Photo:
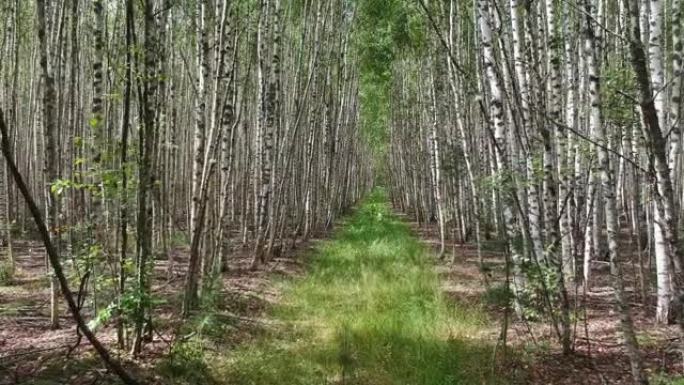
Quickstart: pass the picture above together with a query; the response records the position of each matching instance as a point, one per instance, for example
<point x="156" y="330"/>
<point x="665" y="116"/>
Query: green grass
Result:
<point x="369" y="311"/>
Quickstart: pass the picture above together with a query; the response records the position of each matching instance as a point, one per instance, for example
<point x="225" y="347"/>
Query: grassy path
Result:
<point x="369" y="311"/>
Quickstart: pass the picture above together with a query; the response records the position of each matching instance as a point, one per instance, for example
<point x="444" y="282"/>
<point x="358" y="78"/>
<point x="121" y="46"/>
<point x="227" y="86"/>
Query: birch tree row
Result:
<point x="555" y="127"/>
<point x="145" y="125"/>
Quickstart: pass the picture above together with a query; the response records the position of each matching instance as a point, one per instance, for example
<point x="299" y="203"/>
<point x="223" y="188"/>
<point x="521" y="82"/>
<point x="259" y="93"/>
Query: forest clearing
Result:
<point x="410" y="192"/>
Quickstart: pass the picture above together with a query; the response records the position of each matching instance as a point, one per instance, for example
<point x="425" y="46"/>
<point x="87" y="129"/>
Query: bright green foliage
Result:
<point x="369" y="311"/>
<point x="387" y="30"/>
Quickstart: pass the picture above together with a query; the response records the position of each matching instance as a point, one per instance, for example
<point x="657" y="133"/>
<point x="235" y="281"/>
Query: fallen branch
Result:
<point x="53" y="257"/>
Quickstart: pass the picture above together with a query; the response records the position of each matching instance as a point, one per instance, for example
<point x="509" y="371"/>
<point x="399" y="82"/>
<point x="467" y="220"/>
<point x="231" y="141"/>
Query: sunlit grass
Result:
<point x="369" y="311"/>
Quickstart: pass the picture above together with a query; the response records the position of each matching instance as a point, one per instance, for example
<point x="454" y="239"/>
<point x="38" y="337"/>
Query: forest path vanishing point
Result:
<point x="369" y="311"/>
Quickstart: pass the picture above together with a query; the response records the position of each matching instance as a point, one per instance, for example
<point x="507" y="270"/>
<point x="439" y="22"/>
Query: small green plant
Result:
<point x="6" y="273"/>
<point x="186" y="364"/>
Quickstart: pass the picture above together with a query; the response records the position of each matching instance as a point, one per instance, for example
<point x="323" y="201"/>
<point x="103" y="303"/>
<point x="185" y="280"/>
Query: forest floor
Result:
<point x="598" y="356"/>
<point x="371" y="305"/>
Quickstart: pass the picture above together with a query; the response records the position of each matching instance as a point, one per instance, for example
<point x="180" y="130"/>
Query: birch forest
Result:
<point x="342" y="192"/>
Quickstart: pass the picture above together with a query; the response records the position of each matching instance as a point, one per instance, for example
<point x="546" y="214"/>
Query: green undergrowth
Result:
<point x="369" y="311"/>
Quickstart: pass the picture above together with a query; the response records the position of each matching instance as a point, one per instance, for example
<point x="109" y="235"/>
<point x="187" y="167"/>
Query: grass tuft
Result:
<point x="369" y="311"/>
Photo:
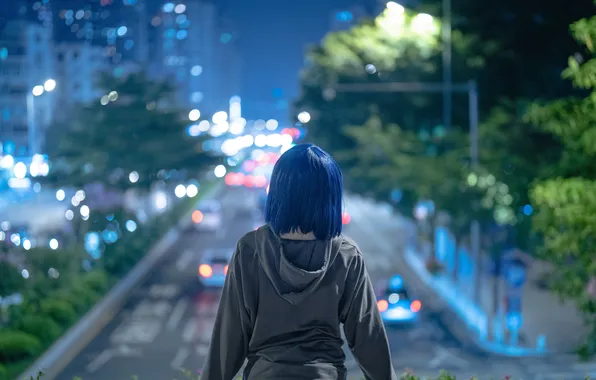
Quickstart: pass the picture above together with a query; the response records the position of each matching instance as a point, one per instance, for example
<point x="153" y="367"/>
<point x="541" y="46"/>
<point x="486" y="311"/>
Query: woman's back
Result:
<point x="287" y="292"/>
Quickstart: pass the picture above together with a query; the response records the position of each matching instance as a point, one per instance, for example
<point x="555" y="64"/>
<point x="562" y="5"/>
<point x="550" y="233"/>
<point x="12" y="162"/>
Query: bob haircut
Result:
<point x="305" y="193"/>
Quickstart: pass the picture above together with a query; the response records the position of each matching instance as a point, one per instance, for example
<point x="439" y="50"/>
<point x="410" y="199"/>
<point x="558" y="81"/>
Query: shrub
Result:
<point x="17" y="345"/>
<point x="60" y="311"/>
<point x="43" y="328"/>
<point x="97" y="281"/>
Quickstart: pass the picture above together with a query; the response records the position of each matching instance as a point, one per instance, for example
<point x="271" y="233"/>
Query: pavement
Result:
<point x="166" y="323"/>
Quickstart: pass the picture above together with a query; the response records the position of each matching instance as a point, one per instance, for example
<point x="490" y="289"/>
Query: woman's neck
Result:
<point x="297" y="235"/>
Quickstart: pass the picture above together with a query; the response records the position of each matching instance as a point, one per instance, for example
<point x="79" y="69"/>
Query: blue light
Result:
<point x="226" y="38"/>
<point x="344" y="16"/>
<point x="129" y="44"/>
<point x="131" y="225"/>
<point x="170" y="33"/>
<point x="527" y="210"/>
<point x="396" y="282"/>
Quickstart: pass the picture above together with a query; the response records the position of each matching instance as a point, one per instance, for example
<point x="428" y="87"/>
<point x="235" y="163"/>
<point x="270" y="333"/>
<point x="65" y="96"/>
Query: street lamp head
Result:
<point x="37" y="90"/>
<point x="395" y="7"/>
<point x="49" y="85"/>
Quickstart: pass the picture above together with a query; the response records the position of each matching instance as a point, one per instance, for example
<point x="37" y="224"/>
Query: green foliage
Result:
<point x="11" y="280"/>
<point x="17" y="345"/>
<point x="134" y="128"/>
<point x="566" y="217"/>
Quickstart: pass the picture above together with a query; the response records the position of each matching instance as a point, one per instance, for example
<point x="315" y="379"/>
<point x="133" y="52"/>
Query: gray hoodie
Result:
<point x="281" y="308"/>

------------

> _EXERCISE GOAL_
Search the entries for the word "woman" and copy every line that holds it.

> _THE COMPLETED TASK_
Query: woman's back
Query: woman's neck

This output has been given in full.